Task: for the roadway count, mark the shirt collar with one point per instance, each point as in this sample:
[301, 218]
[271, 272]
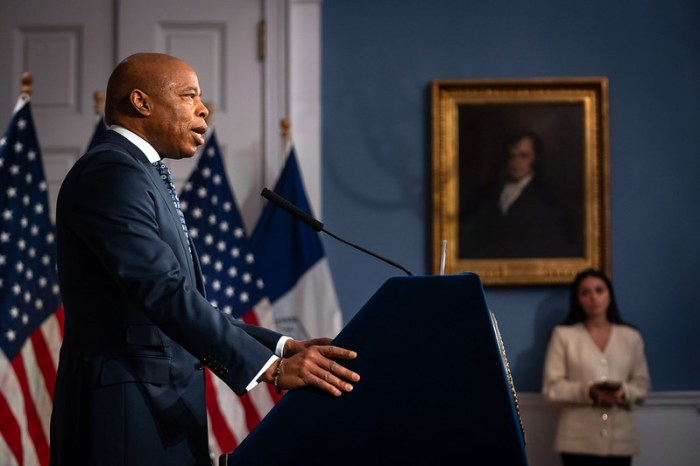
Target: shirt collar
[139, 142]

--- Work item ---
Set every record down again verbatim, without pictures.

--- Task answer ---
Task: for the roadway count, mark the shirt collar with one point per instance, each point as in this sample:
[301, 218]
[271, 272]
Target: shirt collar
[139, 142]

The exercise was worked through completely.